▶ Text for analysis:
__________

Researching Black Women is Awesome

“The most disrespected person in America, is the black woman. The most un-protected person in America is the black woman. The most neglected person in America, is the black woman.” - Malcolm X

One hallmark of this type of disrespect is the post-Civil war custom of refusing Black women any sort of honorific. “Auntie” or “Girl” rather than “Miss”, “Misses” This disrespect bleeds into historic newspaper coverage of Black women in the most unexpectedly delightful way. In the late 19th and early 20th centuries, white women were generally written about as “Mrs. [Husband’s First Name]+[Last Name]. It was a sign of respect. Black women tend to be written about under their own names. This seriously makes my job so much easier. I love how a custom that was intended to insult and dehumanize allows us to identify the individual accomplishments and contributions of Black women in our communities.

__________

▶ Supplied data:
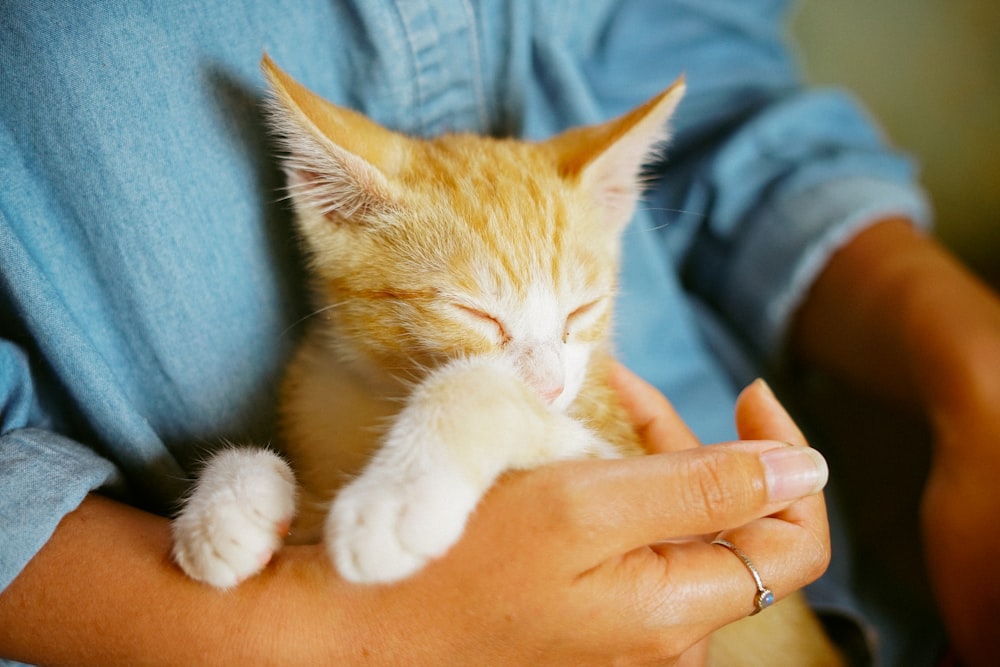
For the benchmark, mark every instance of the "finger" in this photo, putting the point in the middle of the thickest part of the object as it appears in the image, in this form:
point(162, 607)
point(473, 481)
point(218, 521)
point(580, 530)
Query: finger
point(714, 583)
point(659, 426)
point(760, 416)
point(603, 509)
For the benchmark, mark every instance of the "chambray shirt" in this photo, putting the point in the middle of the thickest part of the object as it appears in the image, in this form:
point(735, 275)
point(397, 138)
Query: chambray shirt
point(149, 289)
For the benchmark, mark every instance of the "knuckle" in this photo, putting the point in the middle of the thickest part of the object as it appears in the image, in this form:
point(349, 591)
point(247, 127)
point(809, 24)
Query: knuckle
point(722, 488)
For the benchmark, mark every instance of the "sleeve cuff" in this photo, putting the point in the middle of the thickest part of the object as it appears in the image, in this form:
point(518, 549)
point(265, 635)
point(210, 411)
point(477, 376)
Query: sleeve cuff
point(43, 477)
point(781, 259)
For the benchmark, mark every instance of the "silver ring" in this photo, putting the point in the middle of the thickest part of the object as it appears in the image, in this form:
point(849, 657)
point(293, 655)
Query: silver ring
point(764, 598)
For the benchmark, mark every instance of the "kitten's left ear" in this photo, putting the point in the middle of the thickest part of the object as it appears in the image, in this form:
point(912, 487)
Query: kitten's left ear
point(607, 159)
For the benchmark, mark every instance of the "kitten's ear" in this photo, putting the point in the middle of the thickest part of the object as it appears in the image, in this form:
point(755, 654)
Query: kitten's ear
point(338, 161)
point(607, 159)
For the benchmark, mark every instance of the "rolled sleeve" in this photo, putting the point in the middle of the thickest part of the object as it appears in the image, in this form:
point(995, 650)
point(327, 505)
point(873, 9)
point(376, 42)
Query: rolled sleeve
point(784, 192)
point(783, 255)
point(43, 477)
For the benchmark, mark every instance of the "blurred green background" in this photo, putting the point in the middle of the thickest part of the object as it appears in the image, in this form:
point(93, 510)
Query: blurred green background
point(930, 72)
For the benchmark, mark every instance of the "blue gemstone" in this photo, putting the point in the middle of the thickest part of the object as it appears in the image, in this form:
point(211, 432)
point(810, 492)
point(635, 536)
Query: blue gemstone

__________

▶ Exercise A: Write out the section of the passage on researching Black women that opens with the words containing "One hallmark of" and closes with "in our communities.".
▶ Exercise B: Go on with the passage on researching Black women, picking up after its final sentence.
The rows are separate material and do not belong to the passage on researching Black women.

▶ Exercise output A:
One hallmark of this type of disrespect is the post-Civil war custom of refusing Black women any sort of honorific. “Auntie” or “Girl” rather than “Miss”, “Misses” This disrespect bleeds into historic newspaper coverage of Black women in the most unexpectedly delightful way. In the late 19th and early 20th centuries, white women were generally written about as “Mrs. [Husband’s First Name]+[Last Name]. It was a sign of respect. Black women tend to be written about under their own names. This seriously makes my job so much easier. I love how a custom that was intended to insult and dehumanize allows us to identify the individual accomplishments and contributions of Black women in our communities.

▶ Exercise output B:
Evelyn K. Davis

Evelyn K. Davis is best known for her tireless and unwavering advocacy for Black children and families in the Des Moines metro.

In the 1960s. Evelyn K. Davis was the director of the Oakridge Opportunity Center. The Oakridge Opportunity Center offered high school equivalency courses, as well as instruction in music, art, and sewing. The Center also partnered with Planned Parenthood to provide education on birth control and family planning for anyone interested or in need. During this time, Ms. Davis was also on the board at Wilkie House. She was an active member of the NAACP, earning a committee chairmanship in 1962. In 1968, Evelyn K. Davis received the Urban Services Award from the Federal Office of Economic Opportunity.

In the 1970s, the concept of childcare, let alone affordable childcare, was pretty foreign. Ms. Davis saw a need for affordable childcare in her community and founded Tiny Tots, Des Moines’ first daycare center. Evelyn Davis saw more need in her community and established the Evelyn K. Davis Inner City Medical Center.  She was appointed to the Polk County Board of Supervisors Department of Social Services in 1972. She was reappointed for a second term in 1973.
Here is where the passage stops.